=== Problem to work on ===
Repeat the entire listing exactly as written.

=== Records for this exercise ===
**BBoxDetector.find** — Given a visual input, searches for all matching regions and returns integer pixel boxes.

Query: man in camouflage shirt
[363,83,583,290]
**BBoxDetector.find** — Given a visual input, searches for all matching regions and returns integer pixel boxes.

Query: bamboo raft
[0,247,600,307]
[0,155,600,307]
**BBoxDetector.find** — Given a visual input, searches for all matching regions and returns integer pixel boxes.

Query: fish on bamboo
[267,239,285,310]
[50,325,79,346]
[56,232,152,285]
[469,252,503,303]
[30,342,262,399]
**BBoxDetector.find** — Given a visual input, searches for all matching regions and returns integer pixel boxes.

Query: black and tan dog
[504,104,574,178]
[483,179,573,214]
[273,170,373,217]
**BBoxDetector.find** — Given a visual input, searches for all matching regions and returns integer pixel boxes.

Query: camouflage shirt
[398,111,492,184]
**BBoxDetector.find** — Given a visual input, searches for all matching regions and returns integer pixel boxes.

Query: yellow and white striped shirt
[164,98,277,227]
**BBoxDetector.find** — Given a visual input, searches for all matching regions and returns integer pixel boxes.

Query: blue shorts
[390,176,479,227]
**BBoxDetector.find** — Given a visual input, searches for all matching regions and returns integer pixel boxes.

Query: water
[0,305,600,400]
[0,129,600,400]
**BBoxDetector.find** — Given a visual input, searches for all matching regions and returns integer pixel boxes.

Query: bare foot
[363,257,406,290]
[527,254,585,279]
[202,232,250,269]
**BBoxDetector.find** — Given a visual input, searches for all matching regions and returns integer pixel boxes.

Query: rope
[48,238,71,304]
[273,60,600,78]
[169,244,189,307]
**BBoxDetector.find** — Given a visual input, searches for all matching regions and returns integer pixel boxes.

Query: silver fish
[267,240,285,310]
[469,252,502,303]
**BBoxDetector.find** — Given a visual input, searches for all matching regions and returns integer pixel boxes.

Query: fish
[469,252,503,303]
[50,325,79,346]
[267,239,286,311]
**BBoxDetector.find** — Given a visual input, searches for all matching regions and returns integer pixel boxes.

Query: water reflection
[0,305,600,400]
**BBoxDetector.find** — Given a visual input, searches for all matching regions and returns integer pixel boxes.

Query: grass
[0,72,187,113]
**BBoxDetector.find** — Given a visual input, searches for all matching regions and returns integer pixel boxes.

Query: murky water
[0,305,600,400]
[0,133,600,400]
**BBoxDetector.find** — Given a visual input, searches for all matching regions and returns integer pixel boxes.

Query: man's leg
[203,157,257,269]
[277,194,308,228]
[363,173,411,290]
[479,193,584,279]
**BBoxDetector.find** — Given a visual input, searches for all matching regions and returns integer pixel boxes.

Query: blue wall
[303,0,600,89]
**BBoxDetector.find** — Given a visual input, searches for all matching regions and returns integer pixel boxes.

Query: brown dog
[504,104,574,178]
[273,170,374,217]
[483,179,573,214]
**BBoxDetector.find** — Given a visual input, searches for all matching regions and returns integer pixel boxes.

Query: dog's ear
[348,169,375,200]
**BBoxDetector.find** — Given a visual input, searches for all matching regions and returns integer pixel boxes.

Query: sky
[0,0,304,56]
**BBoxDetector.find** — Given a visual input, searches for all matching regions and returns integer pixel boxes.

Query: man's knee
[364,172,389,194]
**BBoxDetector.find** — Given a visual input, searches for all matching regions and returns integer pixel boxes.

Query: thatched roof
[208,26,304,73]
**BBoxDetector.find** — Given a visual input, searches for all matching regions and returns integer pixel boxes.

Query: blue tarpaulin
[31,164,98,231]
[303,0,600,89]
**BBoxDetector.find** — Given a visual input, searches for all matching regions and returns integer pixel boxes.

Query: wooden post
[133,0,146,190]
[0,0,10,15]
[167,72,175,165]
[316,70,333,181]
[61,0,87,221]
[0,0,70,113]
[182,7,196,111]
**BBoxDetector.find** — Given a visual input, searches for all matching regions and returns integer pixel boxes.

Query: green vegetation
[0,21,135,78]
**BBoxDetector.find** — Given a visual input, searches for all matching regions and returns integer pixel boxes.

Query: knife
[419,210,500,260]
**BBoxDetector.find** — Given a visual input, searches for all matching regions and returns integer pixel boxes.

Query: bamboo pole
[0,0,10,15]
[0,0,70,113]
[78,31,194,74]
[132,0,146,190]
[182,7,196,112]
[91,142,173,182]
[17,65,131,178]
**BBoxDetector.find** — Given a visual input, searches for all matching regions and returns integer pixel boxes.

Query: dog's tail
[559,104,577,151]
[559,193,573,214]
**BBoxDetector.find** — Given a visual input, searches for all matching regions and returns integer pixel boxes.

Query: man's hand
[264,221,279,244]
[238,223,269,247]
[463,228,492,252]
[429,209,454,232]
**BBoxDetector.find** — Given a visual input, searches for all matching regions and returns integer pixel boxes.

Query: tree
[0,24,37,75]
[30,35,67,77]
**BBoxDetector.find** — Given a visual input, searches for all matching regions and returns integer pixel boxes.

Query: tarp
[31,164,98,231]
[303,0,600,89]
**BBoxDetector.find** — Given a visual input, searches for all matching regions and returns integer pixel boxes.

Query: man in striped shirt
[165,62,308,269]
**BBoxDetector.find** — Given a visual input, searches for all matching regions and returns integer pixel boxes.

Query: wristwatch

=== Answer for the task ===
**BBoxDetector.find** — Given a visual input, searches for all matching regions and returns integer pixel boxes.

Query: man in camouflage shirt
[363,83,583,290]
**BBoxDetector.find** — Given a visual input, searches for all matching regions and returns integer pixel boxes.

Query: bamboo raft
[0,247,600,307]
[0,155,600,307]
**BBoxDetector.find** — Given a visual input, searches for all matching regions and returns integer pixel boxes.

Query: fish on bamboo
[267,239,285,310]
[50,325,79,346]
[56,232,152,285]
[469,252,503,303]
[30,342,262,399]
**BBoxDetector.find** — Given a visual input, searches for all matching regions and returns integer pixel boxes.

Query: black and tan dog
[504,104,574,178]
[483,179,573,214]
[273,170,373,217]
**BBoxDetector.find** — Given a visual input, searches for all matching regions and returns integer pixel boxes.

Query: camouflage shirt
[398,111,492,184]
**BBoxDetector.find** — Given a visual input, searches for all matching regions and returns integer pixel boxes.

Query: yellow and white striped shirt
[164,98,277,227]
**BBoxDetector.find** — Given a visual input, searches for all matching regions and returns integer pixel boxes.

Query: blue shorts
[390,176,479,227]
**BBoxDetector.find** — Given a visual input, searches for all matching regions and returns integer pixel boxes.

Query: water
[0,305,600,400]
[0,129,600,400]
**BBoxDetector.find** — Given a visual input, searches for all matching regions and returns integer pixel boxes.

Query: bare foot
[363,257,406,290]
[527,254,585,279]
[202,232,250,269]
**BBoxDetector.find** — Given a visual input, searches for all matching regions and returns integer pixel boxes.

Query: rope
[48,238,71,304]
[273,60,600,78]
[169,244,189,307]
**BBoxDetector.find** — Given a visual input, searches for all matching regions and returns integer pixel boxes.

Query: silver fish
[267,240,285,310]
[469,252,502,303]
**BBoxDetector.find** — Given a visual input, searches for all matching regions and returns integer pixel boxes.

Query: fish
[469,252,503,303]
[50,325,79,346]
[267,239,286,311]
**BBoxDetector.find** — Given a visual input, searches for all matching regions and returns integer pixel boxes.

Query: water reflection
[0,305,600,400]
**BBoxDetector.find** — Given a visual input, searches for all matching regions and returns integer pixel boxes.

Query: grass
[0,72,187,113]
**BBoxDetector.find** — Given a visual input, searches for all matching regions and returns integer pixel boxes.

Query: murky water
[0,305,600,400]
[0,133,600,400]
**BBoxDetector.find** — Given a visual input, searches for all matching regions and returns integer pixel boxes.

Query: man's leg
[203,157,257,269]
[277,194,308,228]
[363,173,411,290]
[479,193,584,279]
**BBoxDetector.find** — Given a visual input, searches for all matching regions and returns integer pixel boxes.

Query: blue wall
[303,0,600,89]
**BBoxDetector.find** — Given a visual input, searches for all matching regions and returns integer pixel boxes.

Query: brown dog
[504,104,574,178]
[273,170,374,217]
[483,179,573,214]
**BBoxDetector.find** — Given a visual input, searches for all matching regions and returns integer pixel boxes.

Query: dog's ear
[348,169,375,200]
**BBoxDetector.find** — Given a visual input, searches for all matching regions and returns integer pixel boxes.

Query: sky
[0,0,304,56]
**BBoxDetector.find** — Given a visual input, searches for all matching regions and returns integer pixel boxes.

Query: man's knee
[364,172,389,194]
**BBoxDetector.find** — Given a visual input, searches for all matching regions and returns integer pixel boxes.

Query: thatched roof
[208,26,304,73]
**BBoxDetector.find** — Given a visual input, searches for all matching regions and returns integer pixel boxes.

Query: blue tarpaulin
[31,164,98,231]
[303,0,600,89]
**BBoxDetector.find** — Given a visual input, searches for all matching regions and returns integer pixel boxes.

Query: wooden post
[133,0,146,190]
[0,0,10,15]
[167,72,175,165]
[316,70,333,181]
[61,0,87,221]
[0,0,70,113]
[182,7,196,111]
**BBoxDetector.find** — Given a visual input, searches for all matching regions and returns integer pixel boxes.

Query: green vegetation
[0,21,135,78]
**BBoxDetector.find** — Given a visual input, searches for all matching regions and returns integer pixel boxes.

Query: knife
[419,210,500,260]
**BBoxDetector.find** — Given a visual input, searches for all matching regions and returns integer pixel boxes.

Query: bamboo pole
[0,0,10,15]
[0,0,70,113]
[78,31,194,74]
[132,0,146,190]
[182,7,196,112]
[91,142,173,182]
[17,65,131,178]
**BBoxDetector.find** — Given a visual input, searches for all matching regions and returns integer pixel boxes.

Query: dog's tail
[559,104,577,151]
[559,193,573,214]
**BBoxDetector.find** — Given a visual input, searches for all matching regions and returns integer pixel boxes.

Query: man's hand
[264,221,279,244]
[238,223,269,247]
[463,228,492,252]
[429,209,454,232]
**BBoxDetector.find** — Given a visual input, searches for all matching regions and returns integer pixel boxes.

Query: tree
[0,24,37,75]
[30,35,67,77]
**BBoxDetector.find** — Given a visual input, searches for all matching regions and returns integer pixel boxes.

Query: tarp
[31,164,98,231]
[303,0,600,89]
**BBoxDetector.find** — Given a visual input, searches for all matching regions and returns integer pixel boxes.

Query: man in striped shirt
[165,62,308,269]
**BBoxDetector.find** — Given a visual input, searches for all matching regions and returns integer pixel boxes.

Query: wristwatch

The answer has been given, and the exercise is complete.